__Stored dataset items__
>>>

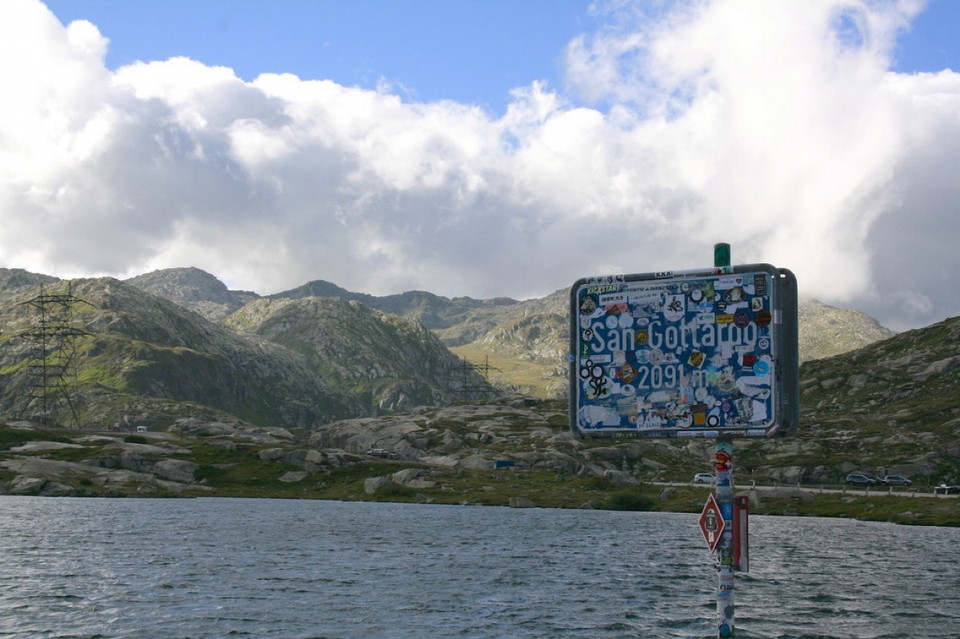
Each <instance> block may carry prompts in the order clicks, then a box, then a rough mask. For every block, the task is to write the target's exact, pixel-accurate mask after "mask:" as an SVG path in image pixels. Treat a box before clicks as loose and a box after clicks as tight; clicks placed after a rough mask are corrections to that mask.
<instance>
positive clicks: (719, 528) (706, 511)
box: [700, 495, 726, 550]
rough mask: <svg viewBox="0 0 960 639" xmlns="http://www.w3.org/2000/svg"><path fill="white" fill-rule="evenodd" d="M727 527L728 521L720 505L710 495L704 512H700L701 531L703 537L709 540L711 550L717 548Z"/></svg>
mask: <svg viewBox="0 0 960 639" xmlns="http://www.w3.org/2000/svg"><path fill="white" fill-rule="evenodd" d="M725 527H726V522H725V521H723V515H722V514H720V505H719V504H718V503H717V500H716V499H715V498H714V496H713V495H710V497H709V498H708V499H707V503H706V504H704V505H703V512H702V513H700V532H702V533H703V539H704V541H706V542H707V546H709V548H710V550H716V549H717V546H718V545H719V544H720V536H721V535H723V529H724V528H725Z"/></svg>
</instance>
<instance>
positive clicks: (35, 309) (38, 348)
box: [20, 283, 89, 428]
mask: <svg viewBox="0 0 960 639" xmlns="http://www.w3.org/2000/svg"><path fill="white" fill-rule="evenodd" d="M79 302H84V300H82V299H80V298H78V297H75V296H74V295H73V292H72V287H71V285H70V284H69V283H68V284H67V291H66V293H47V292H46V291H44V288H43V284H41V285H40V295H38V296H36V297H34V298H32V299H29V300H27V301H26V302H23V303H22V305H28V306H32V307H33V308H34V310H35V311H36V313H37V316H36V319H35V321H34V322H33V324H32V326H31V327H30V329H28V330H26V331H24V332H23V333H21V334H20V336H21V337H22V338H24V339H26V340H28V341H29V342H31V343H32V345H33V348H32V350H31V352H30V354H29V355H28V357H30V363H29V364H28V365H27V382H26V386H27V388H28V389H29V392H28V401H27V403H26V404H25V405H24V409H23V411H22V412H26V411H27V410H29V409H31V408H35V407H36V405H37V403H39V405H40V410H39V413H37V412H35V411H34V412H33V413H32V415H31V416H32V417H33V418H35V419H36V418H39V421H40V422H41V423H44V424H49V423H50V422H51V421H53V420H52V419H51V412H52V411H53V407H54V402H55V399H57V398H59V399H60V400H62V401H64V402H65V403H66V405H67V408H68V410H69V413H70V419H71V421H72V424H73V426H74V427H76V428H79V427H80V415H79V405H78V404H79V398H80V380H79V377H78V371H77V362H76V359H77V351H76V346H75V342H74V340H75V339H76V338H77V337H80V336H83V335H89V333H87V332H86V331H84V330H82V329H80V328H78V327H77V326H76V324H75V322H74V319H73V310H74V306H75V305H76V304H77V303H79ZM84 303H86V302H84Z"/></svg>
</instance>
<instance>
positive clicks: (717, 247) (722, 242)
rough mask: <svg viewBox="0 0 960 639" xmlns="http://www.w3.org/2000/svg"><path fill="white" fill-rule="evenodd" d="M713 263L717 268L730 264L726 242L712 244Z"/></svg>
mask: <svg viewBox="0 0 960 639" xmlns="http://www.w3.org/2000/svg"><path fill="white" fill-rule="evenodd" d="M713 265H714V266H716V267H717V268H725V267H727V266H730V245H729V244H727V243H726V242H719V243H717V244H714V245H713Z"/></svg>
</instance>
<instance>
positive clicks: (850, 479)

<<<

__EXERCISE INSTRUCTIONS__
For the data above, return an exact copy that contains no pictures.

__OUTPUT BELOW__
Each <instance> block may carry prompts in the order clicks, then a box, then a rough mask. For every block, the task is to write the target's exact, pixel-accurate mask after "mask:" as an SVG path in image pixels. Treat a box before clicks as loose and a box after clicks as tight; clicks placed after a rough mask are corrections to that mask.
<instance>
positive clicks: (719, 528) (706, 511)
box: [700, 495, 726, 550]
rough mask: <svg viewBox="0 0 960 639" xmlns="http://www.w3.org/2000/svg"><path fill="white" fill-rule="evenodd" d="M727 527L728 521L720 505L710 495L704 512H700L701 531L703 537L709 540L711 550L717 548Z"/></svg>
mask: <svg viewBox="0 0 960 639" xmlns="http://www.w3.org/2000/svg"><path fill="white" fill-rule="evenodd" d="M725 527H726V522H725V521H723V515H722V514H720V505H719V504H718V503H717V500H716V499H715V498H714V496H713V495H710V497H709V498H708V499H707V503H706V504H704V505H703V512H702V513H700V532H702V533H703V539H704V541H706V542H707V546H709V548H710V550H716V549H717V546H718V545H719V544H720V536H721V535H723V529H724V528H725Z"/></svg>
</instance>
<instance>
positive clicks: (35, 309) (38, 348)
box: [20, 283, 89, 428]
mask: <svg viewBox="0 0 960 639" xmlns="http://www.w3.org/2000/svg"><path fill="white" fill-rule="evenodd" d="M79 302H84V300H82V299H80V298H78V297H75V296H74V295H73V292H72V287H71V285H70V284H69V283H68V284H67V291H66V293H47V292H46V291H44V288H43V284H41V285H40V295H38V296H36V297H34V298H32V299H29V300H27V301H26V302H23V303H22V305H28V306H32V307H33V308H34V310H35V311H36V313H37V316H36V319H35V321H34V322H33V324H32V326H31V327H30V329H28V330H26V331H24V332H23V333H21V334H20V336H21V337H22V338H24V339H26V340H28V341H29V342H31V343H32V345H33V348H32V350H31V352H30V354H29V355H28V357H30V363H29V364H28V365H27V382H26V386H27V388H28V389H29V392H28V401H27V403H26V404H25V405H24V409H23V411H22V412H26V411H27V410H29V409H31V408H35V407H36V405H37V403H39V405H40V410H39V413H37V412H35V411H34V412H33V413H32V415H31V416H32V417H33V418H35V419H36V418H39V421H40V422H41V423H44V424H49V423H50V422H51V421H53V420H52V419H51V412H52V411H53V407H54V402H55V399H57V398H59V399H60V400H62V401H64V402H65V403H66V405H67V408H68V410H69V413H70V419H71V421H72V424H73V426H74V427H76V428H79V427H80V415H79V405H78V404H79V398H80V380H79V377H78V371H77V362H76V359H77V351H76V346H75V342H74V340H75V339H76V338H77V337H80V336H83V335H89V333H87V332H86V331H84V330H82V329H80V328H78V327H77V326H76V324H75V322H74V319H73V310H74V306H75V305H76V304H77V303H79ZM84 303H86V302H84Z"/></svg>
</instance>
<instance>
positive clicks: (717, 247) (722, 242)
rough mask: <svg viewBox="0 0 960 639" xmlns="http://www.w3.org/2000/svg"><path fill="white" fill-rule="evenodd" d="M713 263L717 268L730 264L726 242L712 244Z"/></svg>
mask: <svg viewBox="0 0 960 639" xmlns="http://www.w3.org/2000/svg"><path fill="white" fill-rule="evenodd" d="M713 265H714V266H716V267H717V268H725V267H727V266H730V245H729V244H727V243H726V242H719V243H717V244H714V245H713Z"/></svg>
</instance>
<instance>
positive clicks: (850, 479)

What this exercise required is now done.